Work to complete: Repeat the material exactly, leaving nothing out.

Object point labels
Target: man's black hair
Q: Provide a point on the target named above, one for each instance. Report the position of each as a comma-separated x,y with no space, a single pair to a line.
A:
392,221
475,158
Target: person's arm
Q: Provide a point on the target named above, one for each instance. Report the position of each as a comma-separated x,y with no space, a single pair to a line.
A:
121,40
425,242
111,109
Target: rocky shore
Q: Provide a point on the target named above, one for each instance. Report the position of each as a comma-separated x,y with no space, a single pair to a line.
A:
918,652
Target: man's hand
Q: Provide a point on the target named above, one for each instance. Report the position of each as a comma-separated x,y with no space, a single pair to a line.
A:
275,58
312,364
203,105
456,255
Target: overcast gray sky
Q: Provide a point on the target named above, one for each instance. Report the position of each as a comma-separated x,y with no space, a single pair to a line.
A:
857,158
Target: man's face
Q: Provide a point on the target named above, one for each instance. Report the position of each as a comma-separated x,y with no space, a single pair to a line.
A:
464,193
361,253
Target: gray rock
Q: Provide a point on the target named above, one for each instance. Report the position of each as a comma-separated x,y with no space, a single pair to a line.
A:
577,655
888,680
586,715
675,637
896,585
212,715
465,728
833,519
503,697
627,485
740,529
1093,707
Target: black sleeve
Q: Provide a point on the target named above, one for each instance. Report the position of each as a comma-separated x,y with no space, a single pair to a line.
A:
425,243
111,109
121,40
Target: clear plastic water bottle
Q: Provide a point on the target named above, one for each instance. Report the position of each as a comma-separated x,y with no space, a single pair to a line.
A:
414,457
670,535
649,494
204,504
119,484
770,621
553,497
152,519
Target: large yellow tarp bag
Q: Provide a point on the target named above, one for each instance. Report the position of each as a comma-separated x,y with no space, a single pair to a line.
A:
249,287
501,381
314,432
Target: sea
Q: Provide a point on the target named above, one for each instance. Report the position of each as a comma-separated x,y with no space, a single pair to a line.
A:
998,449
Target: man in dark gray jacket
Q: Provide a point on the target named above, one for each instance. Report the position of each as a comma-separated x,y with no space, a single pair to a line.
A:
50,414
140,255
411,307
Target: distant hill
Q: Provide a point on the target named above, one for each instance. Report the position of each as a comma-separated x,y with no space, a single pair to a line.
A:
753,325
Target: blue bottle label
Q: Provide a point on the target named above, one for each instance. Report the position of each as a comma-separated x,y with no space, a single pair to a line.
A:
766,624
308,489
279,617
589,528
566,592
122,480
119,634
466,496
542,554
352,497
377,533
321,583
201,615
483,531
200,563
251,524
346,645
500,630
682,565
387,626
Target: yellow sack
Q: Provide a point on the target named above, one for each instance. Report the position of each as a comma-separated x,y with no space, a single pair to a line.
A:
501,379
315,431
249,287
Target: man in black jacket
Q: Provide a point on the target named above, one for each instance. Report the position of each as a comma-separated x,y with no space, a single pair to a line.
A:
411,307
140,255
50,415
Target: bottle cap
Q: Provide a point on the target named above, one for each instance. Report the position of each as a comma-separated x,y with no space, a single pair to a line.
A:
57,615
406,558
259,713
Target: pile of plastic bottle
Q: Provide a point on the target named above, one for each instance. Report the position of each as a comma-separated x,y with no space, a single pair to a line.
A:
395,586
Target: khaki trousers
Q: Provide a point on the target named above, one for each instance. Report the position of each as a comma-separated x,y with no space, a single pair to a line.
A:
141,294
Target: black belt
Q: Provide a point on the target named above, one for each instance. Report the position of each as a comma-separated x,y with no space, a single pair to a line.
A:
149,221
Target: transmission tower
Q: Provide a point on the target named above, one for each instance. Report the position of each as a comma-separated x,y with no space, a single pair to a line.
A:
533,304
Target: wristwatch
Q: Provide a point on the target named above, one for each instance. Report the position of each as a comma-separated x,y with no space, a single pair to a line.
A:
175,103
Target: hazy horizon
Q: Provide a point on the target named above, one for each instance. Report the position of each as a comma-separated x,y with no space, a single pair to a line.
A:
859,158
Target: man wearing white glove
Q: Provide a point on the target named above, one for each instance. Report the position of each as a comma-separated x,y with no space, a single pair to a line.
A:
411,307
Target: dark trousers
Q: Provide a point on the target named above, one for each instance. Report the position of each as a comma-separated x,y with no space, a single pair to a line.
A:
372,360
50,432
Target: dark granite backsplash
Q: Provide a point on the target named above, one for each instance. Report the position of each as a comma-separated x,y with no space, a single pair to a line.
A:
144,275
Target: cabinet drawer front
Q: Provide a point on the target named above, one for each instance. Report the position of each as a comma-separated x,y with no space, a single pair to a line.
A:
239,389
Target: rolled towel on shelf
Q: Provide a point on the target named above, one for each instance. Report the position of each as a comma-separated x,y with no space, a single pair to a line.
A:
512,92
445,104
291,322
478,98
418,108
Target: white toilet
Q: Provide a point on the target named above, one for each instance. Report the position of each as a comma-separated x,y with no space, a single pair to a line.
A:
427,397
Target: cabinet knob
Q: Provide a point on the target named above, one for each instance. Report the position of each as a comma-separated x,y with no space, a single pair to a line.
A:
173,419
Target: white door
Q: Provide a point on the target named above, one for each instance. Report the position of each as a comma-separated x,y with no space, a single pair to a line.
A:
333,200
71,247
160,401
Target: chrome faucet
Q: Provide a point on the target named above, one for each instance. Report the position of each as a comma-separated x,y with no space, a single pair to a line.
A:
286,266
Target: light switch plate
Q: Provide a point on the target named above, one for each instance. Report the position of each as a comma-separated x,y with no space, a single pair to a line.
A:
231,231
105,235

Exercise output:
Target: man's black hair
Q: Provide a point on the target named above, one for each instance. Report the position of each as a comma-separated x,y with no space, a single pair to a line.
A:
392,221
475,158
Target: person's arm
Q: Provide a point on the target named above, one for each instance. Report the position of each as a comma-separated x,y with no space, a single pair to a line.
A:
121,40
425,242
111,109
Target: rocky shore
Q: Provide a point on the target named above, one for each instance. Report the position of each as a comma-separated x,y with no space, a single pair to a line.
A:
918,652
Target: man's hand
Q: Provide a point on the target named above, one for each instance. Report the position of each as a comma-separated x,y with no space, a single pair to a line.
A:
275,58
312,364
203,105
456,255
Target: overcast gray sky
Q: Provide a point on the target named above, one for each instance. Report the position of each as a comma-separated x,y with no space, a single pair to a line.
A:
857,158
Target: man's face
Q: Provide a point on the target named above, one for each instance. Report the position of each as a comma-separated x,y with no space, a single pair to a line.
A:
464,193
361,253
Target: gray rock
Q: Provide a point on the target named above, one for each instance. Report the position of each as a comma-separated x,y with no space, a single pair to a line.
A:
577,655
888,680
586,715
675,637
896,585
212,715
465,728
833,519
503,697
627,485
740,529
1093,707
Target: black sleeve
Q: Provide a point on the target named above, one for each instance. Report the position of each as a comma-separated x,y with no space, a single pair to a line.
A:
425,243
111,109
121,40
Target: clear plastic water bottle
Q: Provide a point on the target named above, one for each instance. Report the position of each as a comma-separated x,y with no space, a single pair to a line.
A:
414,457
670,535
649,494
204,504
119,484
770,621
553,497
152,519
Target: large yellow tarp bag
Q: Provide a point on the target named above, one for each instance. Report the position of each as a comma-separated x,y with no space, a single pair to a line.
A:
249,287
501,381
314,432
Target: sea
Q: Provide a point on the target named above, one for each instance. Report the position of each as a comma-separated x,y with no space, a single pair to a line.
A:
998,449
Target: man in dark gray jacket
Q: Provide a point on the target named above, one for each instance. Report the position of each as a comma-separated x,y with no space, a single pair to a line.
A:
50,414
140,255
411,307
Target: distant hill
Q: Provide a point on the target named above, one for each instance. Report the position of each as a comma-separated x,y with no space, a single pair to a line.
A:
753,325
Target: blue bottle label
Q: Provide a point on the target named above, one for each instance. Report the position of each as a comma-separated x,y with no space, a single pair to a line.
A:
766,624
308,489
279,617
589,528
566,592
122,480
119,634
466,496
542,554
352,497
377,533
321,583
201,615
483,531
200,563
251,524
346,645
500,630
682,565
387,626
Target: yellow sack
Q: Provide a point on the target named above, one for each instance. Report the position of each as a comma-separated x,y with no space, a single pair to a line.
A:
501,379
315,431
249,287
Target: man in black jacket
Q: Provide a point on the target named above, one for each instance. Report the position of each as a comma-separated x,y with no space, a single pair to a line.
A:
411,307
140,255
50,415
Target: bottle cap
Q: Provide a point on the target named above, one for each instance. Report the position of each as a comma-separated x,y with no space, a single pair to a line.
A:
57,615
406,558
259,713
Target: pile of plastic bottle
Q: Provide a point on the target named above, one for each instance. Report the position of each as a comma-separated x,y with no space, a single pair to a line.
A:
395,586
Target: khaki trousers
Q: Provide a point on the target named above, one for each instance. Report the position of each as a comma-separated x,y with no space, a single pair to a line.
A:
141,294
Target: black belt
Q: Provide a point on the target named above, one for each instance. Report the position of each as a comma-separated x,y with no space, a single pair to a line.
A:
149,221
Target: transmission tower
Q: Provide a point on the target named above, one for each instance. Report the position of each as a comma-separated x,y with no space, a single pair to a line.
A:
533,304
Target: wristwatch
Q: Provide a point on the target named above, one for each instance. Report the position of each as a comma-separated x,y with no space, a single pair to a line.
A:
175,103
Target: hazy horizon
Q: Provide a point on the target named above, one for each instance. Report the position of each as a comma-separated x,y with no space, a single pair to a line.
A:
859,158
Target: man wearing white glove
Q: Provide a point on the target named above, one for each instance. Report the position of each as a comma-separated x,y with no space, a single pair to a line.
A:
411,307
Target: dark trousers
Q: Provide a point on the target named above, one for each instance. Report the position of each as a comma-separated x,y with no space, a single pair to a line.
A:
372,360
50,432
Target: dark granite backsplash
Q: Provide a point on the target named above, one for each instance. Report the position of each as a comma-separated x,y with no space, a single pair to a line.
A:
144,275
Target: cabinet drawer front
Q: Provide a point on the target named above, one for each instance. Report the position of each as a comma-separated x,y with no space, a single pair to a line.
A:
239,389
Target: rolled towel on shelf
Q: Provide a point on the target named above, one for each instance. Report the position of each as a comma-separated x,y with no space, a single pair to a line.
A:
512,92
445,104
291,322
478,98
418,108
Target: white toilet
Q: Provide a point on the target named above, one for each instance. Report the position of each as a comma-separated x,y with no space, a single pair to a line.
A:
427,397
Target: cabinet knob
Q: Provide a point on the target named above, one for each instance. Report the position of each as a comma-separated x,y with no space, a single pair to a line.
A:
173,419
Target: white door
Q: Provide a point on the target named above, one for each instance. Report the position of each as a comma-separated x,y with no space, a single pair to a line.
A:
333,200
71,247
160,401
Target: chrome faucet
Q: Provide a point on the target named above, one for each instance. Report the position of each as a comma-separated x,y with no space, a single pair to a line.
A:
286,266
Target: light switch plate
Q: Provide a point on the target named above, one for each instance. Report the position of each as a comma-separated x,y with no space, a single pair to a line.
A:
231,231
105,235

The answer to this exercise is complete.